___ Record excerpts ___

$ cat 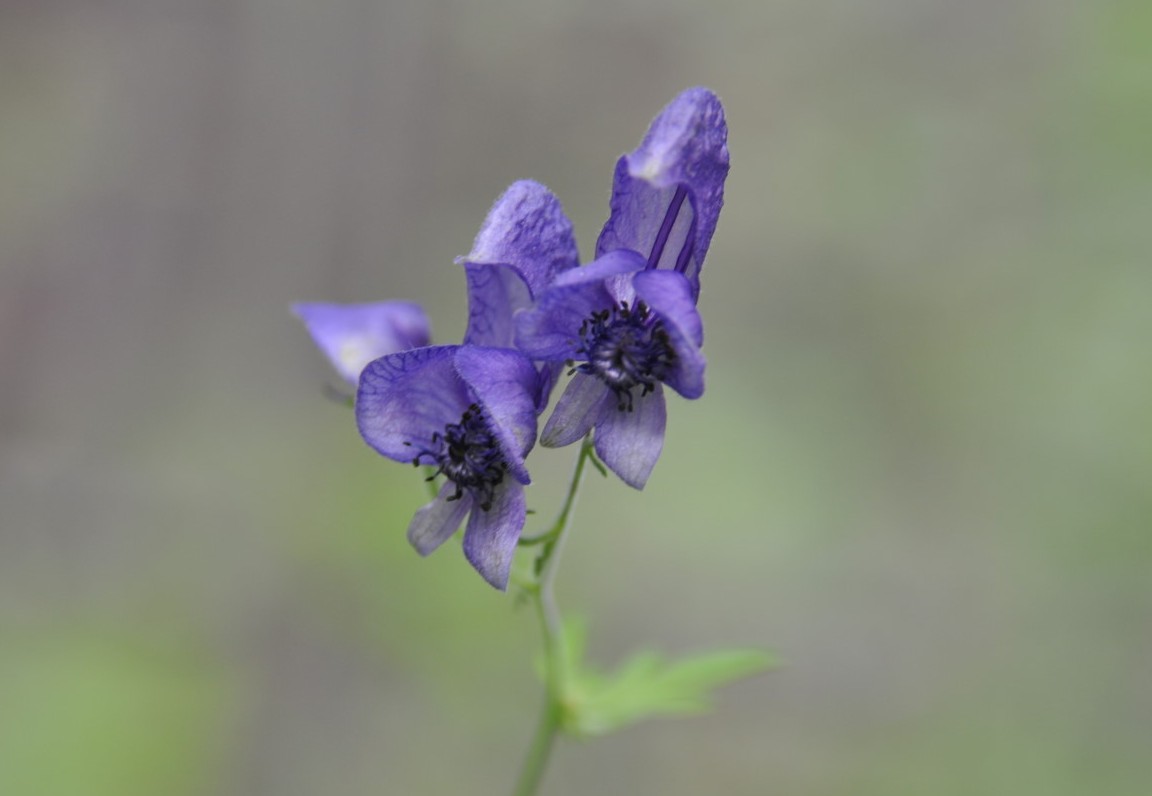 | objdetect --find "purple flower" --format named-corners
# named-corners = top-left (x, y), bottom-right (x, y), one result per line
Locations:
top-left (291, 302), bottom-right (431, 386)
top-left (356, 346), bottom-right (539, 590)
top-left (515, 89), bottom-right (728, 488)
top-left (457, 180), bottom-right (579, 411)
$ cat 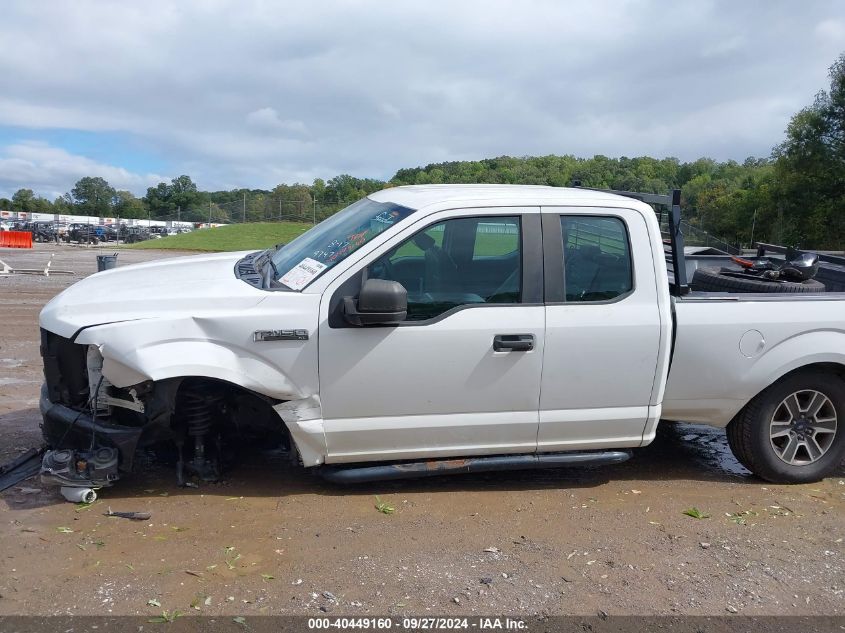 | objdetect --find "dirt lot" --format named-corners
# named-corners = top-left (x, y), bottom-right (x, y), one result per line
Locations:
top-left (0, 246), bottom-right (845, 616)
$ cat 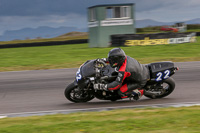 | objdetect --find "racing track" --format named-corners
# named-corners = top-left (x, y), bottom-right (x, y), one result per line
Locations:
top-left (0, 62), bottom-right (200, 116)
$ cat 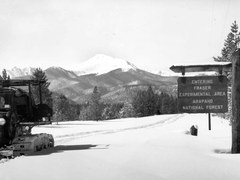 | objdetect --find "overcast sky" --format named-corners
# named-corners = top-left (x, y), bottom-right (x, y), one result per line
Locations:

___

What you should do —
Pick out and copy each line of the material above in which the string "right" occurs.

Finished answer —
# named-corners = top-left (x, y), bottom-right (x, y), one result per line
top-left (291, 302), bottom-right (431, 386)
top-left (356, 346), bottom-right (539, 590)
top-left (515, 89), bottom-right (728, 488)
top-left (457, 180), bottom-right (579, 411)
# named-corners = top-left (x, y), bottom-right (x, y), one result per line
top-left (0, 246), bottom-right (845, 616)
# named-corners = top-left (x, y), bottom-right (x, y), one result per line
top-left (0, 62), bottom-right (200, 116)
# named-corners = top-left (x, y), bottom-right (x, y), one result per line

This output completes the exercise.